Before me stretches a year of academics. If I keep on schedule, I’ll be done with classes in December, and then there’ll only be the final testing (or whatever) to convince them I deserve my degree (a Master’s degree, I’ve learned, entitles you to put the suffix Esq. behind your name. I don’t think I’ll avail myself of that).

So it’s a matter of doing my time, like a convict. Each day I do the designated work, and I’ll tick the days off one by one until I come out into the light at the end.

On an unconnected note, I bought my first pair of loafer shoes on Saturday. I suppose you’d call them loafers, though they don’t look quite like what I was taught to think of as loafers back in the ’50s. They look a little dorky to my eye, but not as dorky as walking around with my shoes untied (I have complained about modern Teflon shoelaces in this space before), and way less dorky than stopping to kneel down on my old man’s limbs to re-tie them. These are the small indignities God gives us, in His mercy, so that the Angel of Death, when he appears at last, won’t look like such an unwelcome guest after all.

24 Things No One Tells You About Book Publishing

Industry insiders could probably make several lists of twenty-four secrets or misunderstood facts or contentious minutiae about publishing, but here’s a good list on the writing life from Curtis Sittenfeld. I like this one most:

10. The goal is not to be a media darling; the goal is to have a career.

* RECORDS SUPPLIED
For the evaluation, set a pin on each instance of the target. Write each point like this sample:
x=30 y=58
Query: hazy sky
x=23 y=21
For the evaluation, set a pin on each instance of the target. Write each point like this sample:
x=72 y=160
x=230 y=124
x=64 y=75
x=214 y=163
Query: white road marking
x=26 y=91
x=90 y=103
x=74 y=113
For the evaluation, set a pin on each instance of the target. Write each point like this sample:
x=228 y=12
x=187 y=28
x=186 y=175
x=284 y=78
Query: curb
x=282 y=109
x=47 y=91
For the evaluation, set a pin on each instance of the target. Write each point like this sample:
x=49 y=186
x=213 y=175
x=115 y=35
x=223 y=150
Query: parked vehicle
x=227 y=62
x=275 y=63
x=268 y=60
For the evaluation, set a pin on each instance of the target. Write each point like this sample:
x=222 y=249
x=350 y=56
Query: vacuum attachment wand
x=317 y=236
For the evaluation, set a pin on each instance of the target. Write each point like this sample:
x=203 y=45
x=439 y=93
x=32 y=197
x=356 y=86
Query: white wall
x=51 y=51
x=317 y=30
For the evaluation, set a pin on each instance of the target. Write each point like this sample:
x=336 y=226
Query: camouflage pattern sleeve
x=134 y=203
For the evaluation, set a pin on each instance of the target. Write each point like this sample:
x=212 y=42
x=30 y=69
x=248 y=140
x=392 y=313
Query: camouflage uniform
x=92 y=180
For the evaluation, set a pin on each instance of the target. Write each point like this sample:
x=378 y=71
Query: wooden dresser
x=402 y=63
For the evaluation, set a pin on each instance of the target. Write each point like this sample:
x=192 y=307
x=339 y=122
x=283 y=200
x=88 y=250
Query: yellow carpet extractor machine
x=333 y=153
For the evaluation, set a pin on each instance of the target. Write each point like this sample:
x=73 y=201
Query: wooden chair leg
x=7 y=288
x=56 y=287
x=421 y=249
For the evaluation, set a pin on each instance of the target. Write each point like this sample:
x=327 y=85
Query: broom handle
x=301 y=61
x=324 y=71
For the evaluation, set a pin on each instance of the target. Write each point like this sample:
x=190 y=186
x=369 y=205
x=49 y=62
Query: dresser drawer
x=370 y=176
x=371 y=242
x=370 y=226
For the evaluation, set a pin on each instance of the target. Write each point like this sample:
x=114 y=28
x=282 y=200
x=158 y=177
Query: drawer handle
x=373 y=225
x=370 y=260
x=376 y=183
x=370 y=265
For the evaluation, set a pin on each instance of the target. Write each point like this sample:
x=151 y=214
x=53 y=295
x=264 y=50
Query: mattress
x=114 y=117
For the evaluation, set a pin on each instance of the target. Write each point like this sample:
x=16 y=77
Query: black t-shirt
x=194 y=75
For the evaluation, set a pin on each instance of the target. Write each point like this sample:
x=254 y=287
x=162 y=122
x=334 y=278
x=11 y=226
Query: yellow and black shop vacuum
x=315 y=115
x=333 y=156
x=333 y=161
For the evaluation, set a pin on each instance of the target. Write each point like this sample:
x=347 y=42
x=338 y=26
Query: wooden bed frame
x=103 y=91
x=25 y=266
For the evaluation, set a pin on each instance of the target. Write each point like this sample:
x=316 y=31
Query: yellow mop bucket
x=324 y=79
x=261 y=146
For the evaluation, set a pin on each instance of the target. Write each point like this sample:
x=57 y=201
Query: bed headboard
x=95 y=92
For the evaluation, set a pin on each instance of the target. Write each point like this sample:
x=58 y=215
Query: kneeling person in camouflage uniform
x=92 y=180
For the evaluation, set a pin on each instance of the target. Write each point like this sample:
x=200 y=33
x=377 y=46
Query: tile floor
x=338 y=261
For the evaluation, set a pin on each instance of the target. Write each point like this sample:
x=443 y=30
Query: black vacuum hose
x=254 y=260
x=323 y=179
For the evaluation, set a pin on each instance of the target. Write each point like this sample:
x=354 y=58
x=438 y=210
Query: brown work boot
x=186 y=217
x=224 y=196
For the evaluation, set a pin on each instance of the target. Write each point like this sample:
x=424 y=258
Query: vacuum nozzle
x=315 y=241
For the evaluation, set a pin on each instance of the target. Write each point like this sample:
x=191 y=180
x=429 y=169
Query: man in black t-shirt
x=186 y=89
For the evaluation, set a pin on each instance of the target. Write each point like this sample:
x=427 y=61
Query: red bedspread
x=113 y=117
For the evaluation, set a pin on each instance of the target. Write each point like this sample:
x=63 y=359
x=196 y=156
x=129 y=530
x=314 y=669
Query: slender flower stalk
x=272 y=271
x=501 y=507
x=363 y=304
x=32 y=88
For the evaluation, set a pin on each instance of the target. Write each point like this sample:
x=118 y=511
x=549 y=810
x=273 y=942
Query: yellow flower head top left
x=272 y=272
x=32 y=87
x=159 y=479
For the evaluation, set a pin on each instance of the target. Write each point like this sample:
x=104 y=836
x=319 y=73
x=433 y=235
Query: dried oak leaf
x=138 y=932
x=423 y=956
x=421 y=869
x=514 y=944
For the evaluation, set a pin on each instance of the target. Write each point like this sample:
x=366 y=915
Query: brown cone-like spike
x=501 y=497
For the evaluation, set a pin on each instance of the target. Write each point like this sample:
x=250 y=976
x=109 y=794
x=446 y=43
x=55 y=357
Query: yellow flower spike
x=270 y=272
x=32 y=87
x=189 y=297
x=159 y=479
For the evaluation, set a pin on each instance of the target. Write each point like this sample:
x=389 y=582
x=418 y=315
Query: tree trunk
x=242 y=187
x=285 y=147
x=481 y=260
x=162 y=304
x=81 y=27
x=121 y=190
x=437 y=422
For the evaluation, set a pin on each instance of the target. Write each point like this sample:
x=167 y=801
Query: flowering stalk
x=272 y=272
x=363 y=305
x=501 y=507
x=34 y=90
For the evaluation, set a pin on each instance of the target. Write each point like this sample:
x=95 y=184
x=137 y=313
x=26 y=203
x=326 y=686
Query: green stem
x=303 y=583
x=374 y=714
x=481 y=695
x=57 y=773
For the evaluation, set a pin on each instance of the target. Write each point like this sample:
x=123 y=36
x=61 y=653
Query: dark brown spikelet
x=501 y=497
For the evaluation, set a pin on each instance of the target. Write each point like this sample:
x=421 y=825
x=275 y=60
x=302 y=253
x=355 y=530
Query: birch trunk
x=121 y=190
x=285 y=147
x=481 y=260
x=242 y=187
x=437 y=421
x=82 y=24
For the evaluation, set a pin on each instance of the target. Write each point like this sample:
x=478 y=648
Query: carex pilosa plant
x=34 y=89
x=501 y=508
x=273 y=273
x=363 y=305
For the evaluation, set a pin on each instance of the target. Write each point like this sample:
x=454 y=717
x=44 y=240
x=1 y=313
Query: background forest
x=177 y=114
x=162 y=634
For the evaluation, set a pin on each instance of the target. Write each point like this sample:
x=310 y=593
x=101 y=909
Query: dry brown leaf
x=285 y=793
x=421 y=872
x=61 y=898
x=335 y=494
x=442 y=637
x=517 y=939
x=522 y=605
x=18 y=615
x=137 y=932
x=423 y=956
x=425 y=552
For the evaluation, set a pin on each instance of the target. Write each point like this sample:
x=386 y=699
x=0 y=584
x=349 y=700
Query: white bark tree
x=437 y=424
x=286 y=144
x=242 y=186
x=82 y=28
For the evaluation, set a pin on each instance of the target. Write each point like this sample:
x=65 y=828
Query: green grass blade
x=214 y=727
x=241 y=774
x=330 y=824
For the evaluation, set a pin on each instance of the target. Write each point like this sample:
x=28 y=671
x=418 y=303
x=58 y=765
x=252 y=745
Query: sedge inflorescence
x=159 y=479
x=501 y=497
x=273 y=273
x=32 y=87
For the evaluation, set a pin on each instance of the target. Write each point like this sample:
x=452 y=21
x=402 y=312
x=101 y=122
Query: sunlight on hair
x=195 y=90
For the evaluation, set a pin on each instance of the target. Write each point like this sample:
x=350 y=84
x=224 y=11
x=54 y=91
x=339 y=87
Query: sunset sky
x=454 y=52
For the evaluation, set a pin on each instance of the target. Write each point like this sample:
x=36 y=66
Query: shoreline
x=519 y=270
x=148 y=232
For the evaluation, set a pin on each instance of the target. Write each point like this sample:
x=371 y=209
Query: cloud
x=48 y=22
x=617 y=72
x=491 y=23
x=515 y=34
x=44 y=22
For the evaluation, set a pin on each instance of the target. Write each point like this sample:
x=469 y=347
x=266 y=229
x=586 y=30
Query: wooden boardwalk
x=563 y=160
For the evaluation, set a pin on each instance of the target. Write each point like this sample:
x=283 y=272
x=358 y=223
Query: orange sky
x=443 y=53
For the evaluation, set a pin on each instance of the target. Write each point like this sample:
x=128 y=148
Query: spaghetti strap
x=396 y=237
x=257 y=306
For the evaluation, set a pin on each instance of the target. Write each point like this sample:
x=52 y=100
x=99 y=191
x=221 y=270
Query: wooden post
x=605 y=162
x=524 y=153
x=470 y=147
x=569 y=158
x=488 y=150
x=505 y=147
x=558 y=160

* WORK TASK A
Answer from the text about school and shoes:
(i) In what month does the writer expect to finish classes?
(ii) What did the writer buy on Saturday?
(iii) Who wrote the list on the writing life?
* WORK TASK B
Edit the text about school and shoes from "Industry insiders could" to "have a career.", putting "celebrity" in place of "media darling".
* WORK TASK C
Continue the text about school and shoes from where it stops.
The material has no connection to the text about school and shoes.

* REPLY A
(i) December
(ii) A first pair of loafer shoes
(iii) Curtis Sittenfeld

* REPLY B
Industry insiders could probably make several lists of twenty-four secrets or misunderstood facts or contentious minutiae about publishing, but here’s a good list on the writing life from Curtis Sittenfeld. I like this one most:

10. The goal is not to be a celebrity; the goal is to have a career.

* REPLY C
More on What Tyndale House Knew About Malarkey Book

The publisher of the book The Boy Who Came Back From Heaven is saying it knew nothing of Beth and Alex Malarkey’s complaints about the book until recently when Alex finally got through to the world that the book didn’t tell his story.

Tyndale says they tried to meet with the family and the agent who largely wrote the book, but Beth would not agree. Phil Johnson interprets the situation as being less than supportive.

“The thread that runs through all their correspondence with Beth is that they wanted to corner her before they would be willing to investigate her concerns,” [Johnson] wrote to the Guardian. “They kept pressing her to agree to a meeting where she and Alex would have to face Kevin and a phalanx of editors who were determined to press ahead with the project, no matter what objections Alex and she might have.”

We saw the same thing in Beth’s account from her blog. Company men had their own ideas, like journalists with a template, and kept pressing Alex to give them the details they wanted.

Warren Throckmorton notes Tyndale doubled down on this book last year when they released a pocket edition. These are not the marks of a Christian ministry. These are the marks of a purely market-driven organization.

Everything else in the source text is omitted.